RECORDS FOR THE TASK section start
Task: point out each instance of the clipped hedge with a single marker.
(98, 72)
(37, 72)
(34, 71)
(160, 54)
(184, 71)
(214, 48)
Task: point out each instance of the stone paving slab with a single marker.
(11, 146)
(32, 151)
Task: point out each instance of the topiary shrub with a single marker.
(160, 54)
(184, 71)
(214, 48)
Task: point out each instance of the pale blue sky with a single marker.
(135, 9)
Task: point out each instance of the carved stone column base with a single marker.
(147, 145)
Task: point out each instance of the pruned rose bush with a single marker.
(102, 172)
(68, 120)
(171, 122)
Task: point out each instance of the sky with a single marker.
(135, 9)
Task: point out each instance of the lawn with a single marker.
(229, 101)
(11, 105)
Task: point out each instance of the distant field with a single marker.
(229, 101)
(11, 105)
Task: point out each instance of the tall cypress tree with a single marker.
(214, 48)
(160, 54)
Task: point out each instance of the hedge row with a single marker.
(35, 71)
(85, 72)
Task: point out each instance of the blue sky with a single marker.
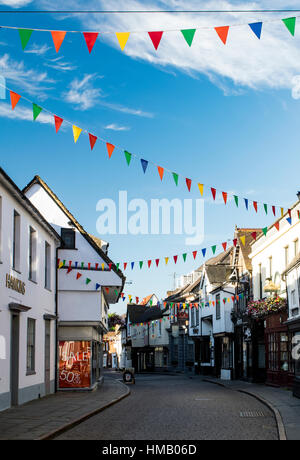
(227, 116)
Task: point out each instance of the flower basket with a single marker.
(261, 308)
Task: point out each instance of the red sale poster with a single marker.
(74, 364)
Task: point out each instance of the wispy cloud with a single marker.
(23, 113)
(32, 81)
(245, 61)
(116, 127)
(82, 95)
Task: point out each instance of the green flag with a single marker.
(175, 177)
(24, 36)
(290, 24)
(127, 156)
(188, 35)
(36, 111)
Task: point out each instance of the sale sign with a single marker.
(74, 364)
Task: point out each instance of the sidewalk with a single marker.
(284, 405)
(40, 418)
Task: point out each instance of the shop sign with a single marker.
(15, 284)
(74, 364)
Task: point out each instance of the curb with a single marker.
(277, 415)
(83, 418)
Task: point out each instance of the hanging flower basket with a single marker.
(260, 308)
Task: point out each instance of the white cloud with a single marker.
(32, 81)
(23, 113)
(15, 3)
(82, 94)
(116, 127)
(245, 61)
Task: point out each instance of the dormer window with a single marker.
(68, 238)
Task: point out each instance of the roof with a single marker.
(294, 263)
(26, 203)
(140, 314)
(93, 241)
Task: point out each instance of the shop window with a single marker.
(68, 238)
(30, 345)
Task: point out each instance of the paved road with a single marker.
(179, 408)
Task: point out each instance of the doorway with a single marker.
(14, 359)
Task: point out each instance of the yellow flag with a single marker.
(122, 38)
(76, 133)
(200, 189)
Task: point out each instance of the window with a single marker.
(286, 256)
(16, 241)
(68, 238)
(218, 307)
(260, 280)
(30, 345)
(47, 265)
(32, 254)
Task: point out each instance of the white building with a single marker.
(27, 298)
(88, 281)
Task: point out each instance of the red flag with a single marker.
(14, 98)
(188, 184)
(58, 37)
(90, 38)
(224, 197)
(92, 140)
(222, 32)
(160, 172)
(110, 149)
(155, 38)
(57, 121)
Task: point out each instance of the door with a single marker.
(14, 359)
(47, 355)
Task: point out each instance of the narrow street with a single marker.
(179, 408)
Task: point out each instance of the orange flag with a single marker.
(110, 149)
(222, 32)
(58, 37)
(14, 97)
(160, 172)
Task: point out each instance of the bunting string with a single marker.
(90, 37)
(77, 131)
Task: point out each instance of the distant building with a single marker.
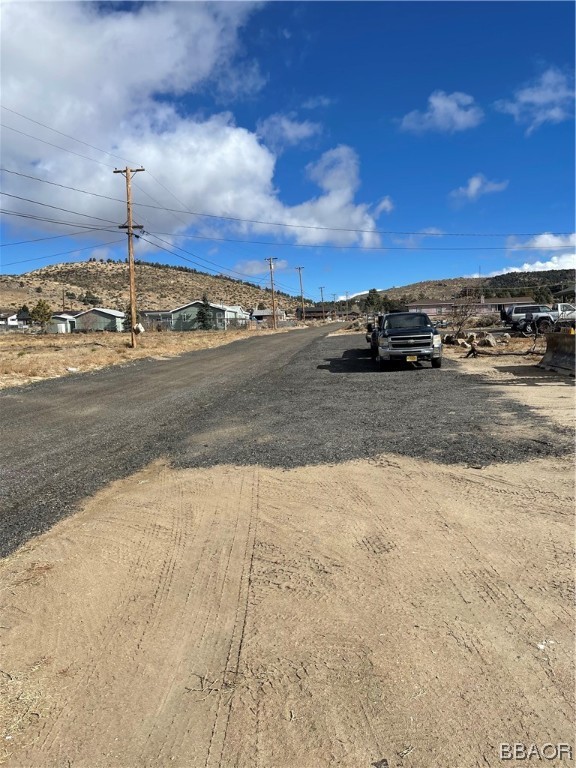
(267, 314)
(185, 318)
(99, 319)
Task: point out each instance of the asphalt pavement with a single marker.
(286, 400)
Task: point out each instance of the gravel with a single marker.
(279, 401)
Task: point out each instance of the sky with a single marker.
(371, 144)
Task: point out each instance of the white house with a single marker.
(61, 323)
(100, 319)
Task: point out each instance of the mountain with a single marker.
(510, 283)
(98, 283)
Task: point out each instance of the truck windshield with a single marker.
(412, 320)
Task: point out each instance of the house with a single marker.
(266, 314)
(9, 319)
(313, 313)
(15, 320)
(185, 318)
(62, 322)
(99, 319)
(480, 306)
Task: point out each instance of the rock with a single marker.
(487, 341)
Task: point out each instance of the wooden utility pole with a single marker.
(130, 227)
(301, 293)
(271, 260)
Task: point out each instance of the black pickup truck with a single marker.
(405, 337)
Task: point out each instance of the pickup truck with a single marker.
(406, 337)
(529, 317)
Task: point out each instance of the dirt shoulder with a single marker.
(27, 358)
(388, 611)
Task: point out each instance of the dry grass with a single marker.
(27, 358)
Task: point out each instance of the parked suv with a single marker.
(516, 313)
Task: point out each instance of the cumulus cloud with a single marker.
(557, 252)
(477, 186)
(284, 130)
(415, 240)
(317, 102)
(548, 98)
(384, 206)
(67, 77)
(255, 267)
(562, 261)
(446, 113)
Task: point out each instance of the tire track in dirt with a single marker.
(185, 589)
(340, 615)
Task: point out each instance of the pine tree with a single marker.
(41, 313)
(204, 315)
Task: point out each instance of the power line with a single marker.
(202, 266)
(46, 220)
(62, 253)
(62, 186)
(66, 135)
(57, 208)
(56, 146)
(52, 237)
(305, 226)
(371, 247)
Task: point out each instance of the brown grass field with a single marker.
(25, 358)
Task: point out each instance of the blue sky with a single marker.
(373, 144)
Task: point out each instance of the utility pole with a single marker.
(130, 227)
(271, 260)
(301, 292)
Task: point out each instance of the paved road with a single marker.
(281, 401)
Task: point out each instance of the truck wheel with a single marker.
(544, 326)
(528, 329)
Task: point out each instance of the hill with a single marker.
(97, 283)
(499, 285)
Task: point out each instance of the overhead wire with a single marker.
(253, 279)
(57, 208)
(62, 253)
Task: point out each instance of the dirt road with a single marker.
(390, 610)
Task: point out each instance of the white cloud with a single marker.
(415, 240)
(385, 205)
(546, 99)
(551, 246)
(317, 102)
(546, 241)
(280, 131)
(562, 261)
(67, 77)
(255, 267)
(446, 113)
(477, 186)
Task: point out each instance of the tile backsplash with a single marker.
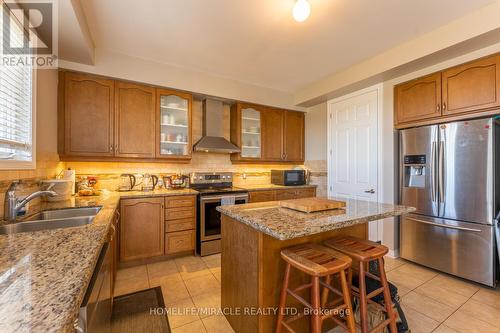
(47, 166)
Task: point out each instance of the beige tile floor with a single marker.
(432, 301)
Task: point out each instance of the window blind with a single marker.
(15, 101)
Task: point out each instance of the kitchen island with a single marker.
(252, 238)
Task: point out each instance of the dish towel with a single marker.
(227, 201)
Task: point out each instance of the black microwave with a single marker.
(288, 177)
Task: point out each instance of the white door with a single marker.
(353, 160)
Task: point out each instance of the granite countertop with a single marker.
(44, 275)
(284, 223)
(263, 187)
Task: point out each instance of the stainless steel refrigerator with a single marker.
(447, 172)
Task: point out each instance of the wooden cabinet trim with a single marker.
(433, 110)
(180, 225)
(179, 241)
(130, 241)
(470, 91)
(180, 201)
(143, 140)
(189, 97)
(180, 213)
(107, 148)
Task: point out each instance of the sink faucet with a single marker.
(13, 205)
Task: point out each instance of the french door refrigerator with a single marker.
(447, 172)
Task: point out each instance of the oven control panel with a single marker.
(211, 177)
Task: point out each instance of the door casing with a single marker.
(375, 229)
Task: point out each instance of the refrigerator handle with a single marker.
(433, 171)
(441, 172)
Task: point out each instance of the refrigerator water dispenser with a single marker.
(414, 171)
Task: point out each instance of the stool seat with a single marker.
(320, 264)
(358, 249)
(364, 252)
(316, 260)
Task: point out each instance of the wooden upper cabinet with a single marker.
(472, 86)
(142, 228)
(88, 115)
(134, 119)
(246, 131)
(418, 99)
(293, 136)
(272, 135)
(173, 124)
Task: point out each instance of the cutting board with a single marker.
(310, 205)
RECORDS FOR THE TASK section end
TASK PROMPT ::
For every record above, repeat the text exactly and omit any picture.

WRITTEN ANSWER ::
Task: point out each instance of the clipped hedge with a single marker.
(98, 72)
(37, 72)
(34, 71)
(160, 54)
(184, 71)
(214, 48)
Task: point out each instance of the stone paving slab with a single marker.
(11, 146)
(32, 151)
Task: point out each instance of the topiary shrub with a single marker.
(160, 54)
(184, 71)
(214, 48)
Task: point out each instance of the pale blue sky with a single marker.
(135, 9)
Task: point out each instance of the carved stone column base with a single marker.
(147, 145)
Task: point out each instance of the pruned rose bush with a single marker.
(102, 172)
(68, 120)
(171, 122)
Task: point out each instance of the sky with a single marker.
(135, 9)
Task: point out each instance of the lawn with a single marker.
(229, 101)
(11, 105)
Task: point out each instance of the distant field with a single marker.
(229, 101)
(11, 105)
Task: point out each instance of the tall cypress tree with a single marker.
(214, 48)
(160, 54)
Task: point out each instance of the hedge row with a single marker.
(35, 71)
(85, 72)
Task: point out each instance of the blue sky with a single marker.
(227, 116)
Task: point out each instance of the flower basket with a single marker.
(261, 308)
Task: point out each instance of the red sale poster with a single marker.
(74, 364)
Task: point out each instance of the wispy cloud with a single marker.
(23, 113)
(32, 81)
(245, 61)
(116, 127)
(82, 95)
Task: point out each instance of the green flag with a single marker.
(175, 177)
(24, 36)
(290, 24)
(127, 156)
(188, 35)
(36, 111)
Task: point out each instance of the sale sign with a single marker.
(74, 364)
Task: point out each instance of the sidewalk with a single marker.
(284, 405)
(40, 418)
Task: point out each instance of the shop sign with a single marker.
(15, 284)
(74, 364)
Task: point out each instance of the curb with a single marker.
(277, 415)
(83, 418)
Task: point out each instance of the hanging flower basket with a single marker.
(260, 308)
Task: point out each instance of the white cloud with a single marker.
(32, 81)
(23, 113)
(15, 3)
(82, 94)
(116, 127)
(245, 61)
Task: point out each instance of the dormer window with a single marker.
(68, 238)
Task: point out each instance of the roof with a single marker.
(294, 263)
(26, 203)
(140, 314)
(93, 241)
Task: point out each instance of the shop window with a single marker.
(68, 238)
(30, 345)
Task: point out each instance of the paved road with a single marker.
(179, 408)
Task: point out each instance of the doorway with a single marker.
(14, 359)
Task: point out each instance of the yellow flag with a single marker.
(122, 38)
(76, 133)
(200, 189)
Task: point out each instance of the window with a single marker.
(286, 256)
(16, 241)
(68, 238)
(218, 307)
(260, 280)
(30, 345)
(47, 265)
(32, 254)
Task: point out each instance of the white building with a single marker.
(27, 298)
(88, 281)
Task: point out each instance of the red flag with a single marker.
(14, 98)
(188, 184)
(58, 37)
(90, 38)
(224, 197)
(92, 140)
(222, 32)
(160, 172)
(110, 149)
(155, 38)
(57, 121)
Task: point out each instance of the door with a single marker.
(14, 359)
(47, 355)
Task: point out each instance of the narrow street with a single marker.
(179, 408)
Task: point out each instance of the orange flag with a single marker.
(110, 149)
(222, 32)
(58, 37)
(14, 97)
(160, 172)
Task: point out each instance of the bunting string with a single marker.
(90, 37)
(77, 131)
Task: point out each instance of the distant building with a single marker.
(267, 314)
(185, 318)
(99, 319)
Task: point out each instance of the asphalt pavement with a single marker.
(286, 400)
Task: point out each instance of the gravel with a single marker.
(279, 401)
Task: point out each instance of the sky with a single marker.
(371, 144)
Task: point out each instance of the white house with a single marker.
(61, 323)
(100, 319)
Task: point out each instance of the mountain with a single marker.
(510, 283)
(98, 283)
Task: point out each instance of the truck windshield with a single marker.
(412, 320)
Task: point out each instance of the house with a single marker.
(266, 314)
(9, 319)
(313, 313)
(15, 320)
(185, 318)
(62, 322)
(99, 319)
(480, 306)
Task: point out each instance of the rock with a single marker.
(487, 341)
Task: point out each instance of the wooden utility pole with a single marker.
(130, 227)
(301, 293)
(271, 260)
Task: point out each instance of the black pickup truck with a single marker.
(405, 337)
Task: point out each instance of the pickup truck with a single marker.
(406, 337)
(529, 317)
Task: point out each instance of the dirt shoulder with a single marker.
(27, 358)
(388, 611)
Task: point out each instance of the dry grass with a single marker.
(27, 358)
Task: point out each instance of the parked suv with a single marker.
(516, 313)
Task: point out each instance of the cumulus cloud with a single marker.
(557, 252)
(477, 186)
(284, 130)
(415, 240)
(317, 102)
(548, 98)
(384, 206)
(67, 77)
(255, 267)
(562, 261)
(446, 113)
Task: point out each instance of the tire track in dirt with a single marker.
(185, 589)
(340, 615)
Task: point out each instance of the pine tree with a single marker.
(41, 313)
(204, 315)
Task: point out each instance of the power line with a single marker.
(202, 266)
(46, 220)
(62, 253)
(62, 186)
(66, 135)
(57, 208)
(56, 146)
(52, 237)
(305, 226)
(371, 247)
Task: point out each instance of the brown grass field with a single marker.
(25, 358)
Task: point out each instance of the blue sky with a single marker.
(373, 144)
Task: point out each instance of the utility pole with a single marker.
(130, 227)
(271, 260)
(301, 292)
Task: point out each instance of the paved road with a single marker.
(281, 401)
Task: point out each instance of the truck wheel with a single marker.
(544, 326)
(528, 329)
Task: point out each instance of the hill with a single marker.
(97, 283)
(499, 285)
Task: point out each instance of the overhead wire with a single marker.
(253, 279)
(57, 208)
(62, 253)
Task: point out each instance of the dirt road with a single marker.
(390, 610)
Task: point out each instance of the white cloud with a single marker.
(415, 240)
(385, 205)
(546, 99)
(551, 246)
(317, 102)
(546, 241)
(280, 131)
(562, 261)
(67, 77)
(255, 267)
(446, 113)
(477, 186)
Task: point out each instance of the tile backsplash with a single marker.
(47, 166)
Task: point out each instance of the beige tile floor with a single marker.
(432, 301)
Task: point out each instance of the window blind with a single marker.
(15, 101)
Task: point out each instance of the kitchen island with a single marker.
(252, 238)
Task: point out each instance of the dish towel with a single marker.
(227, 201)
Task: point out each instance of the black microwave with a single marker.
(288, 177)
Task: point out each instance of the white door with a single marker.
(353, 160)
Task: point out each instance of the granite countertop with a single marker.
(44, 275)
(284, 223)
(263, 187)
Task: point out each instance of the stainless steel refrigerator with a single marker.
(447, 172)
Task: point out each instance of the wooden cabinet trim with a single marker.
(433, 110)
(180, 225)
(179, 241)
(130, 241)
(470, 91)
(180, 201)
(143, 140)
(189, 97)
(180, 213)
(107, 148)
Task: point out each instance of the sink faucet with a single marker.
(13, 205)
Task: point out each instance of the french door refrigerator with a single marker.
(447, 172)
Task: point out each instance of the oven control panel with a single marker.
(211, 177)
Task: point out each instance of the door casing with a single marker.
(375, 229)
Task: point out each instance of the refrigerator handle with a single marker.
(433, 171)
(441, 172)
Task: point out each instance of the refrigerator water dispenser with a single marker.
(414, 171)
Task: point out each instance of the stool seat with a single marker.
(320, 264)
(358, 249)
(364, 252)
(316, 260)
Task: point out each instance of the wooden upper cabinet with a single marker.
(472, 86)
(142, 228)
(88, 115)
(134, 119)
(246, 131)
(418, 99)
(293, 136)
(272, 135)
(173, 124)
Task: point out each instance of the cutting board with a single marker.
(310, 205)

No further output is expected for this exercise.